CONSIGNE A =>
Répondez à ces questions d'après l'article sur Gavi, Nico et Fati :
(i) À quel âge Gavi et Nico González ont-ils intégré la cantera blaugrana ?
(ii) Dans quel club Ansu Fati avait-il évolué avant de rejoindre le Barça ?
(iii) De quelle ville Álvaro Sanz est-il arrivé, et à quel âge ?
CONSIGNE B => Prolongez l'article sur Gavi, Nico et Fati au-delà de sa dernière phrase.

TEXTE DU DOCUMENT =>
---*---
Gavi, Nico, Fati : ces Masians venus de l’extérieur

Un Andalou et un Galicien. Quand on connaît le vivier catalan… Tout fout le camp ! Mais bon, après tout, Andrés Iniesta n’est pas né sur les bords du Llobregat, ça ne lui a pas empêché de réaliser deux-trois trucs au Barça. Gavi et Nico González ont intégré la cantera blaugrana à 11 ans, en provenance respectivement du fútbol base du Betis et de l’Atlético Coruña Montañeros. Comme Ansu Fati, venu à 10 ans après avoir évolué au Séville FC ou encore Álvaro Sanz arrivé à 14 ans de Saragosse, ils ont appris à jouer avec le style caractéristique blaugrana. Leur rôle, ils l’ont appris à force de répétition et de travail car, évidemment, le talent ne suffit pas, même pour eux qui sont des phénomènes de maturité et de précocité.
---*---
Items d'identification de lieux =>
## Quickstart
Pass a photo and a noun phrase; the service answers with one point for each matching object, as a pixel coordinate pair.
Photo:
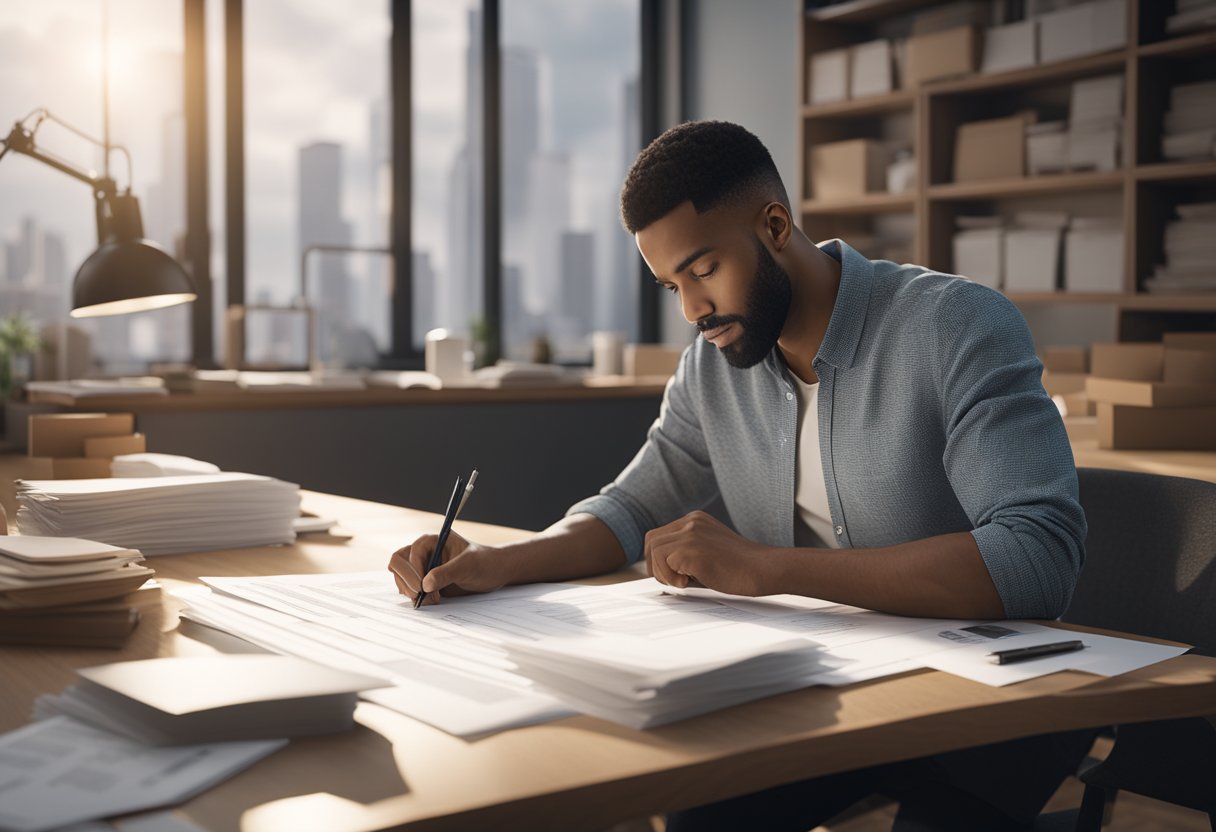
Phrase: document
(61, 771)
---*---
RÉPONSE A =>
(i) À 11 ans.
(ii) Au Séville FC.
(iii) De Saragosse, à 14 ans.

RÉPONSE B =>
Actuellement sélectionneur U20 du Koweït, Carles Martínez a travaillé dans les catégories inférieures du FCB. Il explique : "Il n’y a pas d’âge précis pour établir si un joueur sort de la Masia ou non. Le processus ne concerne pas uniquement la durée de la formation mais aussi les expériences vécues. Le talent, c’est le socle pour appréhender l’apprentissage de ce jeu de position si spécifique. Pour un jeune joueur, c’est parfois difficile de le comprendre et de l’assimiler. Il est probable que cela soit plus simple dans une autre cantera qu’au Barça".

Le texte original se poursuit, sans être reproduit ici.